Derek Trucks and Susan Tedeschi of Tedeschi Trucks Band. Their yearly residency at the Beacon Theater starts on Friday.Credit...Ian Rawn

Our guide to pop and rock shows and the best of live jazz happening this weekend and in the week ahead.

J BALVIN at Madison Square Garden (Sept. 29, 8 p.m.). Hailing from Medellín, Colombia, this reggaeton singer is a new kind of crossover star: Unlike many of his predecessors, he hasn’t felt compelled to bridge the language barrier in order to crack the pop market in the United States. Instead, Balvin leverages trap-inspired flows and collaborations with high-profile American stars like Cardi B and Beyoncé, all the while staying true to his Spanish-language roots and racking up global streaming numbers that surpass those of both women. Speaking to The New York Times about “Oasis,” a new collaborative album with the Puerto Rican rapper Bad Bunny, in June, Balvin foretold a bright future for Latin artists: “It’s just the beginning of a new global Spanish wave.”

* [Written problem]
Quote the concert guide from "Derek Trucks and" to "the week ahead.". Please work only from the concert guide above, not the material that follows it.

* [Provided data]
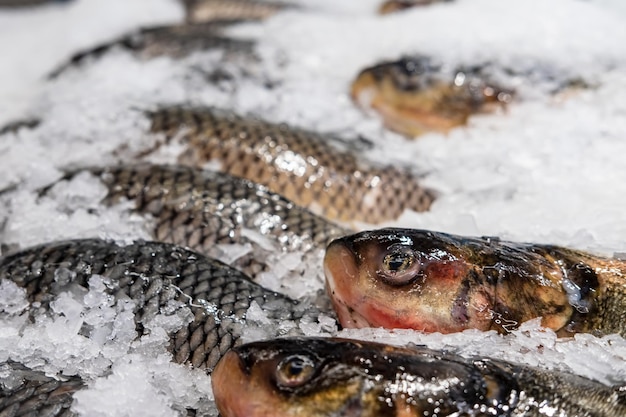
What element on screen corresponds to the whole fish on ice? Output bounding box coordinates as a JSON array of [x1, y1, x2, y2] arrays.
[[212, 338, 626, 417], [324, 228, 626, 336], [37, 164, 349, 296]]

* [Solution to the exercise]
Derek Trucks and Susan Tedeschi of Tedeschi Trucks Band. Their yearly residency at the Beacon Theater starts on Friday.Credit...Ian Rawn

Our guide to pop and rock shows and the best of live jazz happening this weekend and in the week ahead.